*SOURCE EXTRACT*:
This is Iran at its least compliant, a far cry from the religious conservatism the establishment seeks to impose on its population.

A famous actor arrives to pay his respects and is mobbed Hollywood-style by adoring fans.

Iran Hafez Tomb _78399474_hafez-tomb-624-think

As the sun disappears from the sky and the illuminations come on round the tomb, the atmosphere becomes ever more festive. People start singing and reciting their favourite poems.

Children dangle their feet in the pools, giggling and soaking up their parents’ infectious high spirits.

The scene conceals the paradoxes of Iran, for thanks to the mullahs’ policy of education for all, there are some surprising changes afoot in Iranian society.

For years now, more women than men have been graduating from university. The birth rate has dropped so dramatically, to just one child per family, that the clerics, fearful of a ‘Japanese curve’, have introduced financial incentives for couples to breed more. Most refuse, saying it is still too expensive.

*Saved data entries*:
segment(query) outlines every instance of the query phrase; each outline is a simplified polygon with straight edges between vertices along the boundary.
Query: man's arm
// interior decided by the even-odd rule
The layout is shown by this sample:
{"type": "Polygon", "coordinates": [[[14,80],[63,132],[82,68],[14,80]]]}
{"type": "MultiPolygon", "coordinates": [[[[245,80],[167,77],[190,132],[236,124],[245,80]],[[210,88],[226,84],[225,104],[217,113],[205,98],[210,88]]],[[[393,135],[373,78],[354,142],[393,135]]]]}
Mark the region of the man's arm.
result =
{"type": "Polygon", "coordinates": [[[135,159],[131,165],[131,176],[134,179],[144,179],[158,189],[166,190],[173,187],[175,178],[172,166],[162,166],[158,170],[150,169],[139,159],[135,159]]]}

*QUESTIONS*:
1. Answer these questions about the passage on Iran:
(a) What happens when a famous actor arrives to pay his respects?
(b) What do the children do in the pools?
(c) What reason do most couples give for refusing the clerics' financial incentives?
2. Carry on the passage about Iran, beginning right after its final sentence.

*EXERCISE RESULTS*:
1.
(a) Adoring fans mob him Hollywood-style.
(b) They dangle their feet in the pools, giggling and soaking up their parents' infectious high spirits.
(c) They say it is still too expensive.

2.
While the West remains obsessed with Iran’s nuclear enrichment, it is an open secret that the well-connected clerics and businessmen enrich themselves through sanctions-busting.

When I hesitate over buying a Persian rug through lack of cash, knowing western credit cards are banned from use inside Iran, the carpet dealer pooh poohs  my concerns and simply rings a friend in Dubai to seal the transaction.

Unfortunately for the mullahs, the mystic poetry of Hafez, besides lauding the joys of love and wine, also targeted religious hypocrisy.

Crowds at the Tomb of Hafez, Shiraz

Crowds at the Tomb of Hafez, Shiraz

“Preachers who display their piety in prayer and pulpit, ” he wrote, 600 years ago,

“Behave differently when they’re alone … Why do those who demand repentance do so little of it?”

With prostitution another open secret in clerical circles, especially in the ‘holy cities’, such verses strike a chord.

Bans apply to many things in Iran, including the BBC. Yet the BBC’s Farsi channel is the most watched. Facebook, Twitter, Google Plus and Instagram are all officially blocked. Rouhani is calling for internet restrictions to be eased, but the last word on such matters rests with the Supreme Leader who is so far unrelenting.

Small wonder the people of Iran comfort themselves with the poetry of Hafez. Even the mullahs cannot ban their own national poet.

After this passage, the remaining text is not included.